**TEXTO MOSTRADO:**
===
Como industria ilegal de alcance mundial, el narcotráfico consiste en el cultivo elaboración, distribución y venta de drogas, cuya prohibición del consumo se erige como causa principal de la producción clandestina. La naturaleza de esa producción es una empresa capitalista transnacional que se desarrolla por causas jurídicas, económicas, por el contexto socioeconómico precario o por políticas públicas deficitarias o inexistentes. Se trata de la actividad más lucrativa ya que deja ganancias millonarias, en la mayoría de los casos es de tal magnitud que supera ampliamente al negocio de las armas. Se trata, además, de un fenómeno de la pobreza, cuyo contexto socio económico indigente es utilizado como forma de sobrevivir en los barrios con mayores carencias materiales. Son los sectores marginales los que dan estructura, base y sostenibilidad en el tiempo al desarrollo de esta actividad ilegal, a cambio de la satisfacción de sus necesidades básicas que reciben del narcotráfico. La dinámica es violencia y legitimación. La legitimación tiene estrecho vínculo con el poder político que adopta una doble conducta frente al narcotráfico: por una parte, le “declara la guerra” y, por otra, son los mismos políticos los que están directamente involucrados. La violencia es la política con otras formas.
El narcotráfico en la actualidad pasó a convertirse en un problema geopolítico. El mapa muestra que Colombia, México, Perú, Venezuela, República Dominicana, Guatemala, Jamaica, Ecuador, Bolivia, algunos países de Medio Oriente y africanos, entre otros, son los más conocidos relacionados con la producción masiva y organizada o tráfico de drogas. En los Estados Unidos el narcotráfico fue la “salvación” que evitó la quiebra de muchos bancos estadounidenses durante la crisis en el 2008. África, región que antes era ajena al narcotráfico, ahora es la zona de mayor tránsito de cocaína por la falta de controles, políticas públicas, desorden económico y caos político y social. Si bien el orden internacional y la sociedad se oponen a la actividad, el narcotráfico es una fuerza que en el tiempo va cobrando mayor poder y su expansión, desarrollo y alcance está lejos de detenerse.
===
**ENUNCIADO 1:** Vuelve a escribir, actualizado, el fragmento del texto sobre el narcotráfico que va desde "El narcotráfico en" hasta "lejos de detenerse.", incluido este último, y cambia "cocaína" por "heroína".
**ENUNCIADO 2:** Resume en dos oraciones el texto sobre el narcotráfico.
**ENUNCIADO 3:**
Contesta estas preguntas según el texto sobre el narcotráfico:
(a) ¿Qué negocio supera ampliamente el narcotráfico en ganancias?
(b) ¿En qué año fue la crisis en la que el narcotráfico evitó la quiebra de muchos bancos estadounidenses?
(c) ¿Qué región es ahora la zona de mayor tránsito de cocaína?

(Entradas de datos recopilados)
===
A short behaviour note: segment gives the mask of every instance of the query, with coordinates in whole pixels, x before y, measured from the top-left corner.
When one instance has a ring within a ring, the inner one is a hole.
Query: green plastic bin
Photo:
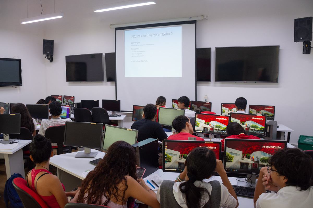
[[[313,150],[313,136],[300,135],[298,147],[302,150]]]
===
**SOLUCIÓN 1:**
El narcotráfico en la actualidad pasó a convertirse en un problema geopolítico. El mapa muestra que Colombia, México, Perú, Venezuela, República Dominicana, Guatemala, Jamaica, Ecuador, Bolivia, algunos países de Medio Oriente y africanos, entre otros, son los más conocidos relacionados con la producción masiva y organizada o tráfico de drogas. En los Estados Unidos el narcotráfico fue la “salvación” que evitó la quiebra de muchos bancos estadounidenses durante la crisis en el 2008. África, región que antes era ajena al narcotráfico, ahora es la zona de mayor tránsito de heroína por la falta de controles, políticas públicas, desorden económico y caos político y social. Si bien el orden internacional y la sociedad se oponen a la actividad, el narcotráfico es una fuerza que en el tiempo va cobrando mayor poder y su expansión, desarrollo y alcance está lejos de detenerse.

**SOLUCIÓN 2:** El narcotráfico es una industria ilegal mundial y muy lucrativa, sostenida por los sectores marginales y ligada al poder político, que le "declara la guerra" y a la vez participa en él. Hoy es un problema geopolítico que abarca muchos países, con África como la zona de mayor tránsito de cocaína, y su expansión está lejos de detenerse.

**SOLUCIÓN 3:**
(a) El negocio de las armas.
(b) En 2008.
(c) África.